## Document excerpt
============================================================

Acceptance criteria:
-
UI, Admin Dashboard, metric insights page.
- Buttons to trigger this new feature work as expected.
- A table to display all submitted request and their corresponding report. Click on each item to show the report. Attach a link to the generated grafana dashboards.
-
Metric-analysis service:
- all the backend APIs should work as expected.
- pattern classification model has an accuracy above 98%. Pre-trained model downloaded from S3 and serve correctly,
-
Analyse report generated correctly, with all the required metadata fields and information, save successfully to Nats KV storage.

============================================================

## Required tasks
A – Please copy the stretch of the acceptance criteria from "- pattern classification" through "Nats KV storage.".
B – In the acceptance criteria, what accuracy must the pattern classification model exceed?

============================================================

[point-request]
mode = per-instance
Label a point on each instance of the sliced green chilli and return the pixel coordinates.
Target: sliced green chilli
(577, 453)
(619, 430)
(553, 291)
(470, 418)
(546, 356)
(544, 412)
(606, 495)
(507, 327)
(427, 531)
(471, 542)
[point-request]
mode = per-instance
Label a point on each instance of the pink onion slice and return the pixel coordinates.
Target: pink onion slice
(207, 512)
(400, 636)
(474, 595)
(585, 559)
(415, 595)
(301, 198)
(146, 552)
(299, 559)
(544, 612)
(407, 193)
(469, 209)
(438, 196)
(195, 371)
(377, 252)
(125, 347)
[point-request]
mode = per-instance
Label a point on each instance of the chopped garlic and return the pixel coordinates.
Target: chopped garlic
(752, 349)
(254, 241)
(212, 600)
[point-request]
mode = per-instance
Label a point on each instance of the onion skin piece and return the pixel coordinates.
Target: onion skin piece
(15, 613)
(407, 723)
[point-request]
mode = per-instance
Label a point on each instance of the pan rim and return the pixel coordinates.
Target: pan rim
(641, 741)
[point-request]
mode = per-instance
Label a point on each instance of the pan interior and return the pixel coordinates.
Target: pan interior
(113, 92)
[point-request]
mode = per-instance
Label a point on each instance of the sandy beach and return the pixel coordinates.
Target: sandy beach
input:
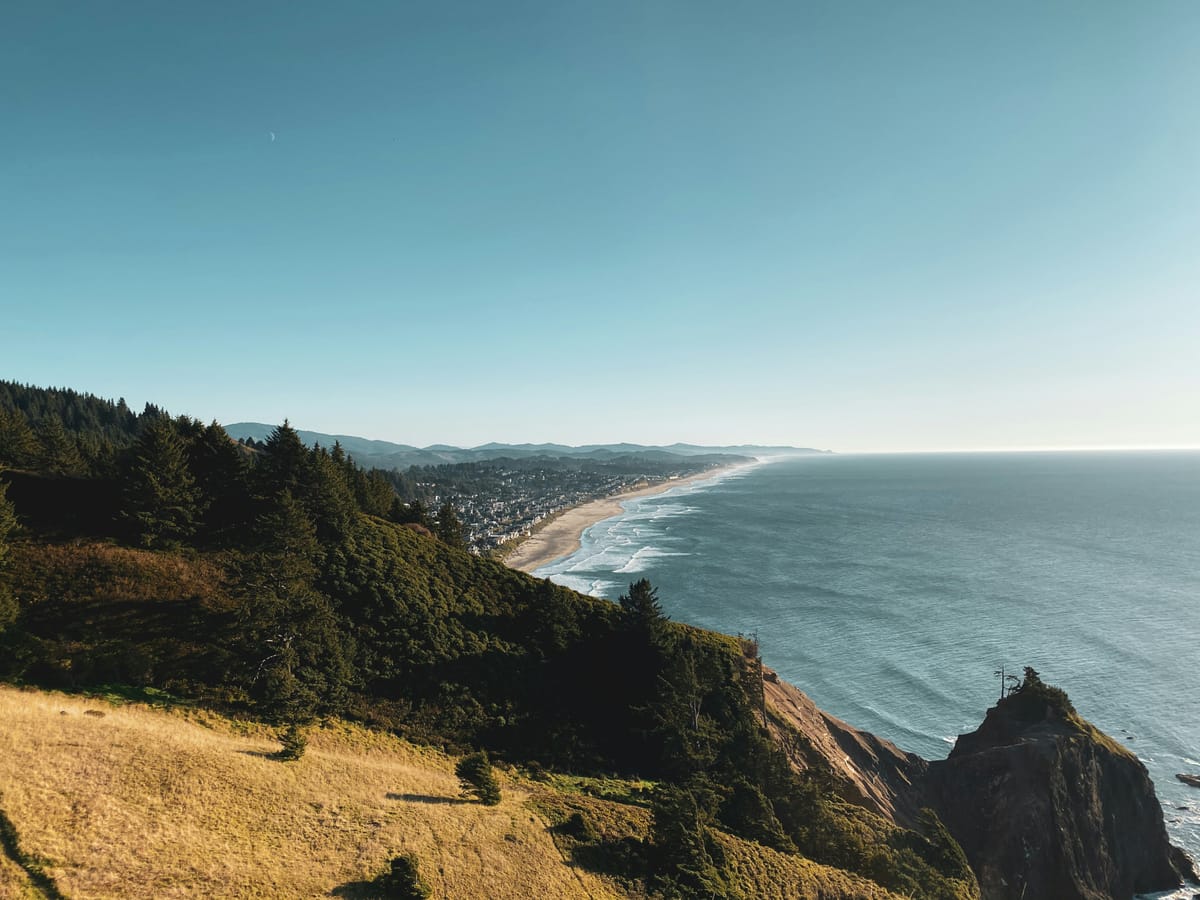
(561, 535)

============================================================

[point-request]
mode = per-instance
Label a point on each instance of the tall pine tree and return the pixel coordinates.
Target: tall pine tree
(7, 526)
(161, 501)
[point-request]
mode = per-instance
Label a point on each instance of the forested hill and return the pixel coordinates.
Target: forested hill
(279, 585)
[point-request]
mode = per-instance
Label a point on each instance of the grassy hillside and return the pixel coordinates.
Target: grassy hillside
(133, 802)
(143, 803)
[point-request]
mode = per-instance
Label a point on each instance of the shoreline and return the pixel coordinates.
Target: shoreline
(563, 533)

============================================================

## Answers to the exercises
A –
- pattern classification model has an accuracy above 98%. Pre-trained model downloaded from S3 and serve correctly,
-
Analyse report generated correctly, with all the required metadata fields and information, save successfully to Nats KV storage.

B – 98%